Rumusan Soal 1: Tulis ulang semua baris entri, mulai dari baris yang memuat "Could you please mark the street lamp" sampai baris terakhir entri, termasuk permintaannya. Naikkan setiap angka koordinat pada jawaban sebesar 26.

Kutipan Teks:
>>>
Tak perlu diperdebatkannya vonis denda terhadap Habib Rizieq adalah terkait menimbulkan efek jera atau tidak. Menurut Arsul, efek jera bagi warga yang berkumpul bisa terwujud jika penegakan hukum konsisten.
"Jangan pula memperdebatkan vonis tersebut dari sisi efek jera, yakni apakah vonis yang demikian itu akan menimbulkan efek jera atau tidak. Oleh karena efek jera itu hanya bisa terjadi kalau penegakan hukumnya konsisten," ujarnya.
Arsul menilai proses hukum tebang pilih terhadap kerumunan sulit menimbulkan efek jera. Mengapa semua kerumunan tak diproses hukum inilah yang menurut Arsul perlu diperdebatkan.
<<<
Rumusan Soal 2: Lanjutkan teks tentang vonis denda terhadap Habib Rizieq dari kalimat terakhirnya.

Data Ditampilkan:
>>>
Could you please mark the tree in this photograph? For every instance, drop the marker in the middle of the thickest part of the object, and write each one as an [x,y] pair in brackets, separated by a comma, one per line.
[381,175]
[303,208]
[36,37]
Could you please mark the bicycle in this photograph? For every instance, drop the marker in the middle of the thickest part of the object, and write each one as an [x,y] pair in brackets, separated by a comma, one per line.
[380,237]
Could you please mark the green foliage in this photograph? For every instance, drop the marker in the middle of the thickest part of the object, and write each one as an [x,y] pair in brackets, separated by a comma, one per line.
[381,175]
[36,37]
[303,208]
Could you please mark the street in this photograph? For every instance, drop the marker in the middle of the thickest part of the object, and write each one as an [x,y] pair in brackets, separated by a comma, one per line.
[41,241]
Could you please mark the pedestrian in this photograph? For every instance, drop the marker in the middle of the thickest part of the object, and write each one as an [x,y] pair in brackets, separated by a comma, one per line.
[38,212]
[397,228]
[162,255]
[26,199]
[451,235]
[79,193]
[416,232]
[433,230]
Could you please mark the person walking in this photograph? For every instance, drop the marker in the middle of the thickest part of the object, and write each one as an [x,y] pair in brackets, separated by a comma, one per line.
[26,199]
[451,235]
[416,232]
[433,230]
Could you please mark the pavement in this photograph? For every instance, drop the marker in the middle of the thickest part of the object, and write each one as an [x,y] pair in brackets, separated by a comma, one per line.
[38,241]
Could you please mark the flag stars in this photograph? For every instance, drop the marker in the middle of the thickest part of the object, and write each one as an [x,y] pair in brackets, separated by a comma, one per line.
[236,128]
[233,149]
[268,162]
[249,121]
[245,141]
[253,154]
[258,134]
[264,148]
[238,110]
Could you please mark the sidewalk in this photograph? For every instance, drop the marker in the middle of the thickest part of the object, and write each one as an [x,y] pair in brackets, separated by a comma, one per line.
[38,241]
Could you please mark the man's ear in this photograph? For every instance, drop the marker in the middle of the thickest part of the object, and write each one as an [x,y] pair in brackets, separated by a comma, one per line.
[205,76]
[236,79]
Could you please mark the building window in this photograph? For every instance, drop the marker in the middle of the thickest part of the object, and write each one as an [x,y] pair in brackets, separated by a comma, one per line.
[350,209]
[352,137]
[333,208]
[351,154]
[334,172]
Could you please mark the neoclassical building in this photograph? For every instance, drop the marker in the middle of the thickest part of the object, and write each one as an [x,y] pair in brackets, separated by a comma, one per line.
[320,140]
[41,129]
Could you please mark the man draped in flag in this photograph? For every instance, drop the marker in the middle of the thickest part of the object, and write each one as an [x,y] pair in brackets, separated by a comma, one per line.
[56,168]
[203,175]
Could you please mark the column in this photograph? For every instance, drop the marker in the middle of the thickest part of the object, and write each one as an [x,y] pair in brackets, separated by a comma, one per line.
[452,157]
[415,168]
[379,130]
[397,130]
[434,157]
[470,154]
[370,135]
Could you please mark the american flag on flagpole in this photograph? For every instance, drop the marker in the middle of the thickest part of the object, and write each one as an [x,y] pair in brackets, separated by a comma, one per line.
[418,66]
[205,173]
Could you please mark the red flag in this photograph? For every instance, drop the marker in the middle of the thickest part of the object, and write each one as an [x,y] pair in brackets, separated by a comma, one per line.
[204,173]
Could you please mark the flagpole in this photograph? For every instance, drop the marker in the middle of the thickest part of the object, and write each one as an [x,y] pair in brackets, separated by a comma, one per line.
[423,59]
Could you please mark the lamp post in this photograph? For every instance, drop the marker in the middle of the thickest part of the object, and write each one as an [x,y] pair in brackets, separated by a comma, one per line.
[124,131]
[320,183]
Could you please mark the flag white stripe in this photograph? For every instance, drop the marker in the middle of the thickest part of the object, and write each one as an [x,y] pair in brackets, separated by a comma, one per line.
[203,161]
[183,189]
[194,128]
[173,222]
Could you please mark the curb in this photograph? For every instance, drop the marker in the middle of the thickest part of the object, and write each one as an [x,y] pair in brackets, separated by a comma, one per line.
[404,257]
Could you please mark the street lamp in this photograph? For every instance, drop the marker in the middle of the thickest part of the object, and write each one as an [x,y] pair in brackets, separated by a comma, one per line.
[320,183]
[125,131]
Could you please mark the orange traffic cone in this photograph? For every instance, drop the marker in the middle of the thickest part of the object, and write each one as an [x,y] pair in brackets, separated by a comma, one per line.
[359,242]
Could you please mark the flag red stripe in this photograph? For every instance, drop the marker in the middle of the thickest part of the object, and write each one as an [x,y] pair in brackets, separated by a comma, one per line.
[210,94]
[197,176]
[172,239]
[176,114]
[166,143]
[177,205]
<<<
Jawaban Tertulis 1:
Could you please mark the street lamp in this photograph? For every instance, drop the marker in the middle of the thickest part of the object, and write each one as an [x,y] pair in brackets, separated by a comma, one per line.
[346,209]
[151,157]
Could you please mark the orange traffic cone in this photograph? For every instance, drop the marker in the middle of the thickest part of the object, and write each one as an [x,y] pair in brackets, separated by a comma, one per line.
[385,268]
Could you please mark the flag red stripe in this photograph? For every instance, drop the marker in the middle of the thickest part of the object, and write each one as an [x,y] pair in brackets, separated by a comma, one per line.
[236,120]
[223,202]
[198,265]
[202,140]
[192,169]
[203,231]

Jawaban Tertulis 2:
"Tapi kalau ada kerumunan massa yang diproses hukum dan ada yang tidak diapa-apakan, maka ya jangan berharap orang jera karena yang mereka lihat adalah yang tidak diproses hukum, bukan yang dihukum denda," ucap anggota Komisi III DPR RI ini.
"Yang perlu diperdebatkan ya kenapa nggak semua kasus kerumunan diproses hukum," imbuhnya.